▸ DATA FOR PROCESSING
══════════

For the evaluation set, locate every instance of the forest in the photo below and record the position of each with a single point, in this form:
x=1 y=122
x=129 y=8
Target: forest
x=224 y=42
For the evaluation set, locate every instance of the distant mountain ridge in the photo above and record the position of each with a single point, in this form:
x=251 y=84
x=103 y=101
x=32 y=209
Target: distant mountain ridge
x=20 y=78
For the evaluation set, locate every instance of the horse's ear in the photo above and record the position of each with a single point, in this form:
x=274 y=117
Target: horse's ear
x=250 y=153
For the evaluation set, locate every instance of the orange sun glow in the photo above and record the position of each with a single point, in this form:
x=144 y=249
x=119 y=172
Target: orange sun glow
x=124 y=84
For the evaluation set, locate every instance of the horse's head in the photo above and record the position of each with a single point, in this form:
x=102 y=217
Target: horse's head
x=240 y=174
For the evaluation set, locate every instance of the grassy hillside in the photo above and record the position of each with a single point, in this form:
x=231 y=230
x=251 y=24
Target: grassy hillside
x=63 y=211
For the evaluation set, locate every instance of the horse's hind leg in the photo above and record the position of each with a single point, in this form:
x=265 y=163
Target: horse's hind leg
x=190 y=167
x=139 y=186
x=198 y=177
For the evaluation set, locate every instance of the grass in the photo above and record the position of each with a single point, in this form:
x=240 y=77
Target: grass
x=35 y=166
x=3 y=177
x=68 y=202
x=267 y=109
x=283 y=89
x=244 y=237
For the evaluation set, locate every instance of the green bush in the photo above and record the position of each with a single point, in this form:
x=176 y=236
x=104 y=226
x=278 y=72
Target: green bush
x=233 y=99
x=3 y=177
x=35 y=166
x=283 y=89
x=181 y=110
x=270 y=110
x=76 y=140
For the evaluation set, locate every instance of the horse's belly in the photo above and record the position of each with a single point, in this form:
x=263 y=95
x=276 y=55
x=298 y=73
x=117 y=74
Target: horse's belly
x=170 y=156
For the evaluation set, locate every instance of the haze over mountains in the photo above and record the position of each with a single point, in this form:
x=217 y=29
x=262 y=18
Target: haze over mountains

══════════

▸ WHAT YOU SHOULD DO
Copy exactly the lines from the one containing "the horse's head" through the last line of the records, both included, and nothing else.

▸ WRITTEN RESPONSE
For the evaluation set, locate every instance of the horse's head in the photo above and record the position of each with a single point, in this form:
x=102 y=217
Target: horse's head
x=240 y=174
For the evaluation set, locate every instance of the grassy hillside in the photo above and record the position of each with a single point, in this form:
x=231 y=230
x=251 y=24
Target: grassy hillside
x=63 y=211
For the evaluation set, locate every instance of the horse's hind leg in the photo above and record the position of each with a single point, in this form:
x=265 y=163
Target: horse's hind leg
x=190 y=167
x=139 y=186
x=198 y=177
For the evaluation set, locate every instance of the grass in the photo above and record the position of each with a single point, in this form:
x=240 y=77
Target: grass
x=35 y=166
x=3 y=177
x=68 y=202
x=267 y=109
x=283 y=89
x=244 y=237
For the evaluation set, locate every instance of the green bush in the photo above and record the position of each with a single point, in this form:
x=176 y=236
x=104 y=226
x=278 y=72
Target: green bush
x=233 y=99
x=3 y=177
x=35 y=166
x=283 y=89
x=181 y=110
x=270 y=110
x=76 y=140
For the evaluation set, locate every instance of the horse's belly in the photo above and record the position of each with a single point, in this form:
x=263 y=95
x=276 y=55
x=298 y=73
x=117 y=74
Target: horse's belly
x=170 y=156
For the evaluation set, locate every instance of the haze over mountains in the photo above and record the position of each with a single point, in this form:
x=217 y=29
x=262 y=18
Target: haze over mountains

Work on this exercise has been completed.